## Task to complete
Give every line of the data again, exactly.

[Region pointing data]
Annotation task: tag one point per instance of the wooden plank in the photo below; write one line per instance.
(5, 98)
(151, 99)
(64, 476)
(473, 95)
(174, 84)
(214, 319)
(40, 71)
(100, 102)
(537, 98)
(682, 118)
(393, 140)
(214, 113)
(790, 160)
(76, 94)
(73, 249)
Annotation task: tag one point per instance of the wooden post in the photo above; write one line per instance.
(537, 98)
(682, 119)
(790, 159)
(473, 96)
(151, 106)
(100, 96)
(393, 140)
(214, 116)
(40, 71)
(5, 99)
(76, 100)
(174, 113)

## Exercise result
Annotation task: tag one point per instance of the wooden plank in the photo below; write one line per instance.
(5, 98)
(151, 99)
(64, 476)
(473, 95)
(174, 84)
(214, 319)
(40, 71)
(100, 102)
(537, 98)
(682, 118)
(393, 140)
(214, 113)
(790, 160)
(76, 94)
(73, 249)
Annotation task: tag one point per instance of the wooden post in the photo above; write one line per instance.
(537, 98)
(682, 119)
(790, 159)
(473, 96)
(151, 106)
(100, 96)
(393, 140)
(214, 116)
(40, 71)
(5, 99)
(76, 100)
(174, 113)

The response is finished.